▶ _REQUIRED WORK_:
Reproduce the part of the listing that opens with the line containing "Task: spot one point per instance of the dog's tail" and runs through the end of the listing, both ends included. Keep every line as it is except the answer coordinates, shifting each x and y value by -109.

▶ _ITEMS_:
(begin)

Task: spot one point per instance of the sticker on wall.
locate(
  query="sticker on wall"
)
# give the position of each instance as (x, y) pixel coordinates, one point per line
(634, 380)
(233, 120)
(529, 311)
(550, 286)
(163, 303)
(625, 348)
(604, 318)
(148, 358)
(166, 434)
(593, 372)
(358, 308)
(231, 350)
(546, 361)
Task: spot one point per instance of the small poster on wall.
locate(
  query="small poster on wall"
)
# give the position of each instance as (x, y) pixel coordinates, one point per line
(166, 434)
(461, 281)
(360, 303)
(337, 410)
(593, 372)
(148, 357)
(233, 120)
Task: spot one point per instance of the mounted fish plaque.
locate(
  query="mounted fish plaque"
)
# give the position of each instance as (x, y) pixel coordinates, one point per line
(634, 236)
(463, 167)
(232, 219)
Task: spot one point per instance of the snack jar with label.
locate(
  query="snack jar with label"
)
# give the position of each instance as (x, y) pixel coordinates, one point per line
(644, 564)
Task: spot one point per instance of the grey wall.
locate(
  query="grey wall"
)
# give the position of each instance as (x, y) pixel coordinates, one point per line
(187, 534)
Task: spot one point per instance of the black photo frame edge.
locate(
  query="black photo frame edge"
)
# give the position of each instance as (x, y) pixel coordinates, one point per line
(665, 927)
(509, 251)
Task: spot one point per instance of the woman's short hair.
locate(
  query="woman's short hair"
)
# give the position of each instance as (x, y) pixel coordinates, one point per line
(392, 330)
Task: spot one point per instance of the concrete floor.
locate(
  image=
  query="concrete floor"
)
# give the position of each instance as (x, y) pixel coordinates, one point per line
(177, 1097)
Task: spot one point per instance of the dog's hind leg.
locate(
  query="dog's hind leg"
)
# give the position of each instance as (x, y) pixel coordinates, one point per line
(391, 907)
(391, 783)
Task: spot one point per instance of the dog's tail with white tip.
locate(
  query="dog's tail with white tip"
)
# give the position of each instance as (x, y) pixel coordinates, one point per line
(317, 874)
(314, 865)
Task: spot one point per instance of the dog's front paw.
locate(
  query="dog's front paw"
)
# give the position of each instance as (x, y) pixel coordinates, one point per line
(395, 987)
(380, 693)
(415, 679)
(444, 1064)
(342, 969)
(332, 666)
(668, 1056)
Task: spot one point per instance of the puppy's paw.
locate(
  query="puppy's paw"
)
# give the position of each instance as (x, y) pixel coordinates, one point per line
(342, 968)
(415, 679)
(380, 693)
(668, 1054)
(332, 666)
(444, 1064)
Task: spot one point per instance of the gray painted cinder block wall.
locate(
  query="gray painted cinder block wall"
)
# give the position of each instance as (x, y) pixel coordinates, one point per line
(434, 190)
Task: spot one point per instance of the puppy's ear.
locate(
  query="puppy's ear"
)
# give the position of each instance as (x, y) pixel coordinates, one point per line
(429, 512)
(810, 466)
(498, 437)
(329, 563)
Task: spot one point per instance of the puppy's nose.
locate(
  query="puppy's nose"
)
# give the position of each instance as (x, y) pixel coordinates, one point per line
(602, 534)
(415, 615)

(end)

▶ _OUTPUT BELOW_:
Task: spot one point per instance of the dog's tail with white tip.
locate(
  query="dog's tail with white tip"
)
# give the position of each instance as (x, y) pixel coordinates, one point per line
(208, 765)
(205, 756)
Task: spot one point per instance of the dog's front paw.
locate(
  query="dog's front paw"
)
# give the position of each instance as (x, y) pixel coordinates, one point per line
(286, 878)
(271, 584)
(306, 570)
(335, 955)
(233, 860)
(223, 557)
(559, 947)
Task: spot one point per instance of the puppy's paw.
locate(
  query="puppy's paw"
)
# give the position of each instance as (x, y) pixel coordinates, one point per line
(233, 859)
(306, 570)
(271, 584)
(559, 945)
(223, 557)
(335, 955)
Task: spot one point per instance of the gray painted cinder block wall.
locate(
  query="gray painted cinder block wall"
)
# give the position of each instance as (x, y) pixel coordinates, one point per line
(325, 81)
Task: spot one point per instance of the puppy's ear.
locate(
  query="puppy's ear"
)
# give the position of each instance as (x, y) pixel coordinates, one point per line
(320, 403)
(701, 357)
(389, 328)
(220, 454)
Task: spot one point per instance of the puppy's nose.
locate(
  query="puppy's nose"
)
# give the position of each instance as (x, y) pixel coordinates, one point per line
(493, 425)
(306, 506)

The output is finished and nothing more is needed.